— EXERCISE PROMPT —
Copy out the listing below without changing a word, and leave the pictures out.

— DATA —
— Start —

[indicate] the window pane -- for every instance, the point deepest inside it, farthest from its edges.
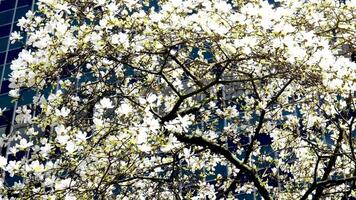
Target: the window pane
(7, 71)
(12, 55)
(6, 17)
(6, 101)
(3, 43)
(5, 30)
(26, 97)
(24, 2)
(7, 4)
(20, 12)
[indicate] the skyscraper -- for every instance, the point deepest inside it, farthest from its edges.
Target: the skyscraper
(10, 12)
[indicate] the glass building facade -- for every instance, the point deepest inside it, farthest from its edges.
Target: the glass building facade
(10, 12)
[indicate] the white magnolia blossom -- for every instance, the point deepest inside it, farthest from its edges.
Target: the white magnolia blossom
(185, 99)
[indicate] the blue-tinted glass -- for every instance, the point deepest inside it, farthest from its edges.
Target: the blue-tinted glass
(17, 45)
(24, 2)
(264, 139)
(2, 57)
(7, 4)
(5, 119)
(5, 101)
(6, 17)
(20, 12)
(5, 30)
(26, 97)
(5, 87)
(3, 43)
(12, 55)
(7, 71)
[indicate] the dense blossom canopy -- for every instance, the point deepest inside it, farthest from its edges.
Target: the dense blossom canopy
(185, 99)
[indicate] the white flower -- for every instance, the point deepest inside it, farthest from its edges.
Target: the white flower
(71, 147)
(24, 144)
(45, 149)
(63, 184)
(15, 93)
(2, 111)
(151, 98)
(3, 162)
(36, 166)
(62, 139)
(120, 38)
(15, 36)
(64, 112)
(124, 109)
(106, 103)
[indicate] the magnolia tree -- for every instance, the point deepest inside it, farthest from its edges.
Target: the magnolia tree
(172, 100)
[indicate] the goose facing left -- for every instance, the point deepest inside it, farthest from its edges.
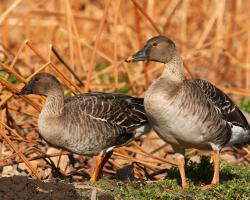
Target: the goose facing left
(89, 123)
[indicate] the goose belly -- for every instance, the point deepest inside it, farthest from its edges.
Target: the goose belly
(80, 138)
(175, 126)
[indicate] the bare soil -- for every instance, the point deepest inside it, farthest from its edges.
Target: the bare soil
(21, 187)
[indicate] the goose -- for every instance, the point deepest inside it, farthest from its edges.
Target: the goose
(189, 113)
(88, 124)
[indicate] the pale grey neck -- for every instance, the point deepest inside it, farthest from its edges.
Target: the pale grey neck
(54, 104)
(174, 69)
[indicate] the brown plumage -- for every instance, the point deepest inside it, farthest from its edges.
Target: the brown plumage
(87, 124)
(189, 113)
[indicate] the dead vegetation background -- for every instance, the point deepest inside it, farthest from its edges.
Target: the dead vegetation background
(94, 37)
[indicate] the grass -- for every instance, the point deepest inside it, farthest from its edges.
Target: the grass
(234, 184)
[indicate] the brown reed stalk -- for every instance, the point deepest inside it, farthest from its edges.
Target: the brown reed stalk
(98, 35)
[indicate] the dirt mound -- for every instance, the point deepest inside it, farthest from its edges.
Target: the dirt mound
(21, 187)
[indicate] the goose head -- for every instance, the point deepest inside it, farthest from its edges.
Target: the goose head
(159, 49)
(42, 84)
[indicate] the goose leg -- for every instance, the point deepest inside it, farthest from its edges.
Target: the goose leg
(181, 165)
(101, 159)
(216, 177)
(216, 160)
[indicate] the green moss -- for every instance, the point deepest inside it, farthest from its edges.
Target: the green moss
(234, 184)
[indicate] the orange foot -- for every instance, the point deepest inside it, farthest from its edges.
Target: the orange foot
(207, 187)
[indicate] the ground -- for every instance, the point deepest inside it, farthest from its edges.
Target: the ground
(234, 185)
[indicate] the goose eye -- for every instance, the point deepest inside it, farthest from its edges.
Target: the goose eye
(36, 79)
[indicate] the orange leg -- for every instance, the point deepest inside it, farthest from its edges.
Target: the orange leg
(216, 178)
(216, 160)
(181, 165)
(100, 162)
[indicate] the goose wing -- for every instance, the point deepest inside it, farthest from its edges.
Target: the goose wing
(229, 111)
(122, 110)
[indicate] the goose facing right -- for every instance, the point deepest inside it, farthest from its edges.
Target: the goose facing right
(88, 124)
(189, 113)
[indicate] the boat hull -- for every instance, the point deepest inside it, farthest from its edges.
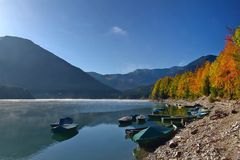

— End —

— COMPLETE RESPONSE —
[indicate] the window pane -- for every instance, the point deepest inside it, farthest from its edges.
Target: the window pane
(7, 71)
(12, 55)
(6, 17)
(6, 101)
(3, 43)
(5, 30)
(26, 97)
(24, 2)
(7, 4)
(20, 12)
[indicate] the skyscraper -- for every instance, the point deepest inside it, farthest from its edges.
Target: the skyscraper
(10, 12)
[indicate] the glass building facade -- for every instance, the point deepest inside it, farthest from its edges.
Target: the glass building facade
(10, 12)
[indicate] the white magnolia blossom -- for every instance, the point deepest inside it, farthest from its edges.
Target: the white magnolia blossom
(185, 99)
[indicate] the blue-tinted glass -- for every instance, the point deepest inside it, farthest from its edges.
Target: the blue-tinted glass
(17, 45)
(24, 2)
(264, 139)
(2, 57)
(7, 4)
(5, 119)
(5, 101)
(6, 17)
(20, 12)
(5, 30)
(26, 97)
(5, 87)
(3, 43)
(12, 55)
(7, 71)
[indicate] the dense blossom canopy -- for every instance, the point deepest inside it, farthest from its edges.
Target: the dense blossom canopy
(185, 99)
[indicate] the white flower -- for every instance, the point deepest inside it, farthest from its edges.
Target: the white flower
(71, 147)
(24, 144)
(45, 149)
(63, 184)
(15, 93)
(2, 111)
(151, 98)
(3, 162)
(36, 166)
(62, 139)
(120, 38)
(15, 36)
(64, 112)
(124, 109)
(106, 103)
[indicate] the magnolia tree -- for every instance, the point deepest inside it, farthest from its edges.
Target: the magnolia tree
(172, 100)
[indicate] the goose facing left -- for every instance, the point deepest inside it, farthest from its edges.
Target: the goose facing left
(89, 123)
[indicate] the goose belly -- for every instance, the point deepest inside it, farthest from its edges.
Target: the goose belly
(80, 138)
(175, 126)
[indicate] the bare soil -- for every instance, the point deepest inside it, farthest from its edges.
Target: the bare soil
(21, 187)
[indicate] the goose -- for every instance, the point deepest inside it, farthest from its edges.
Target: the goose
(189, 113)
(88, 124)
[indicate] the pale grey neck -- for every instance, the point deepest inside it, farthest from its edges.
Target: the pale grey neck
(54, 104)
(174, 69)
[indicate] the brown plumage -- for every instance, the point deepest inside it, farthest from its edges.
Target: the brown plumage
(87, 124)
(189, 113)
[indicate] the dead vegetation background -- for every instance, the point deepest inside it, farthest from its edges.
Target: the dead vegetation background
(94, 37)
[indicate] the grass -- for every instance, the point deepest inside it, farthest from its edges.
Target: the grass
(234, 184)
[indicate] the brown reed stalk -- for every instance, the point deepest inside it, farthest from its edges.
Target: the brown reed stalk
(98, 35)
[indicate] the dirt mound -- for every instance, the point deepest inside it, farthest from its edges.
Target: the dirt mound
(21, 187)
[indicate] the goose head -- for every instance, the point deepest inside it, farthest from its edges.
Target: the goose head
(159, 49)
(42, 84)
[indicate] the goose leg -- for every instance, the point deepest inside it, farthest from its edges.
Target: the goose leg
(181, 165)
(101, 159)
(216, 177)
(216, 160)
[indicate] the green moss -- for every instance, the point deepest inside it, farthest from its edges.
Target: the green moss
(234, 184)
[indicate] the orange foot -- for every instance, the point deepest inside it, farthest from its edges.
Target: the orange foot
(207, 187)
[indicate] the ground -- for every instance, the point deepest inside it, farthest from its edges.
Target: the ground
(234, 185)
[indicate] the goose eye -- for every instance, the point deepest inside it, farthest from its edges.
Target: the goose eye
(36, 79)
[indicate] the orange leg -- for every instance, the point deepest inside it, farthest from its edges.
Target: the orange leg
(216, 178)
(216, 160)
(181, 165)
(100, 162)
[indicate] the goose wing -- for every instance, the point deepest inside it, farthest from its edges.
Target: the goose wing
(229, 111)
(122, 110)
[indicate] the goose facing right -- for every instance, the point deepest inside it, farthest from its edges.
Target: the goose facing right
(88, 124)
(189, 113)
[indicate] the boat hull -- for every instance, the point deepest inside it, farthest from its edges.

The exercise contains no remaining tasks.